#### DIRECTIVE:
Reproduce every line of the material below without any changes, but leave the pictures out.

(Dataset records)
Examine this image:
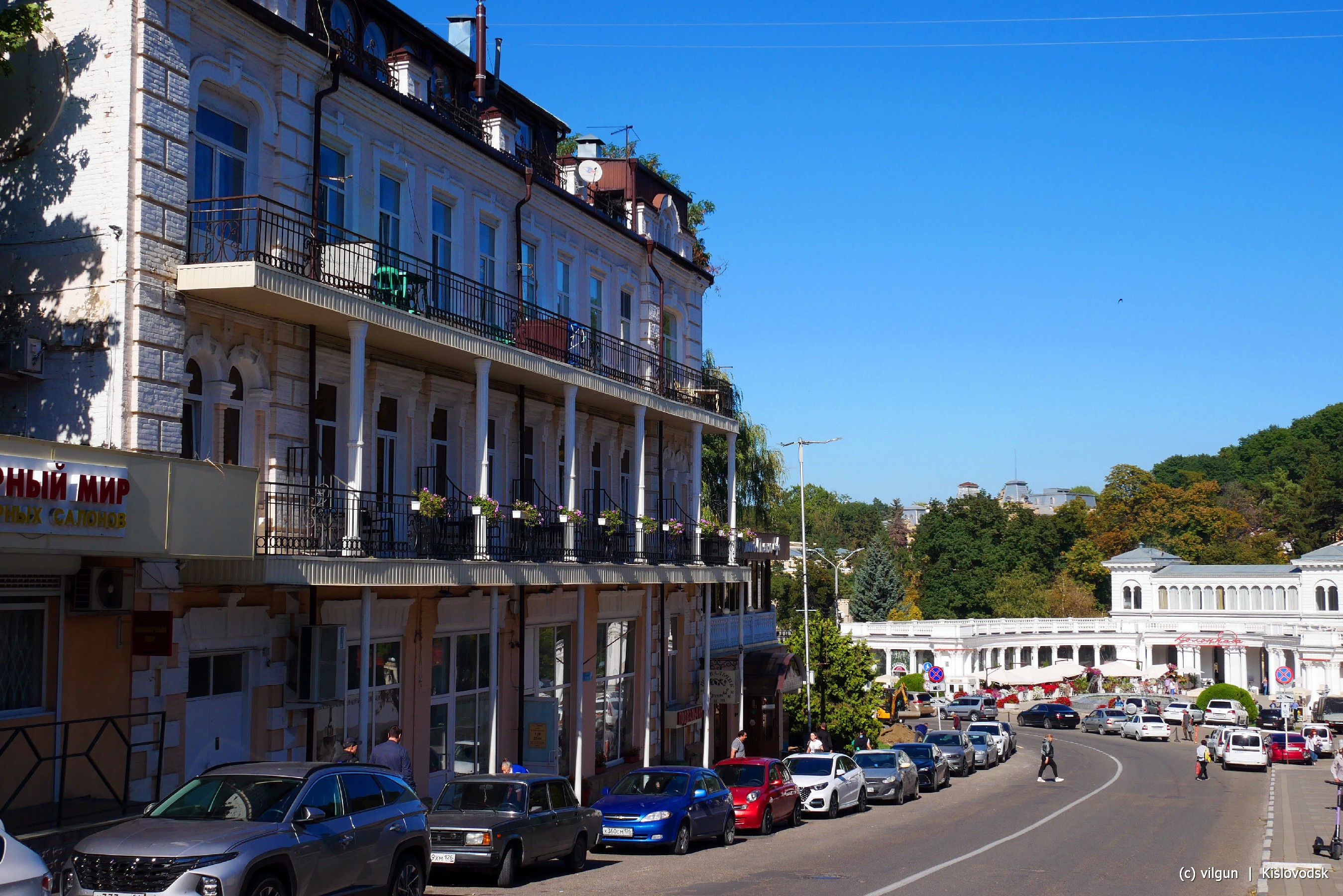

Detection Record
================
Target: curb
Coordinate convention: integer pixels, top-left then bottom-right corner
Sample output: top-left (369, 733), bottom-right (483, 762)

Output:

#### ANSWER FOR THE TASK:
Examine this image:

Detection Record
================
Target: curb
Coordinate convention: integer pixels, top-left then bottom-right corner
Sample output: top-left (369, 733), bottom-right (483, 762)

Output:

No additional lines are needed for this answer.